-- Data excerpts follows --

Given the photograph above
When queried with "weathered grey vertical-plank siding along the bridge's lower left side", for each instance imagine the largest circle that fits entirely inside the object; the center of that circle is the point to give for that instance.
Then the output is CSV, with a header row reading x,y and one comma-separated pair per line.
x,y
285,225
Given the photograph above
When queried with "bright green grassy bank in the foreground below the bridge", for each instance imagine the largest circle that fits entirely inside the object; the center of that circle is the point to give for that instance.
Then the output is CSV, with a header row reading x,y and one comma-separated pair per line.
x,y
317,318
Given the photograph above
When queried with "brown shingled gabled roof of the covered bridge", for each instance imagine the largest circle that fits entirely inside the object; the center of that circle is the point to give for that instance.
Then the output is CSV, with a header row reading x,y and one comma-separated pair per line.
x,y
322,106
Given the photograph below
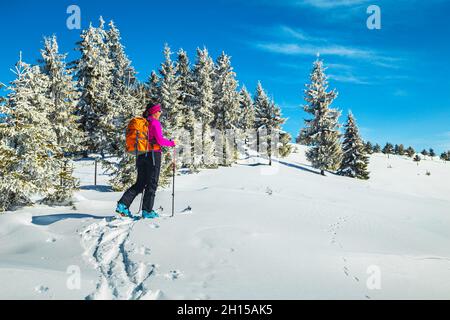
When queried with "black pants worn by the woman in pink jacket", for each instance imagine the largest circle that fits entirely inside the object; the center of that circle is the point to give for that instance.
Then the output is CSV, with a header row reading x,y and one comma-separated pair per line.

-- Data excerpts concluded --

**Exercise directions:** Your answer must consist of every line from the listing that holds the string "below".

**Task solution:**
When queried with "bright green grassy bank in the foreground below the bridge", for each instance imagine the largest circle that fits entirely inside the object; the center of that circle is the point to give for that instance.
Given the photograph below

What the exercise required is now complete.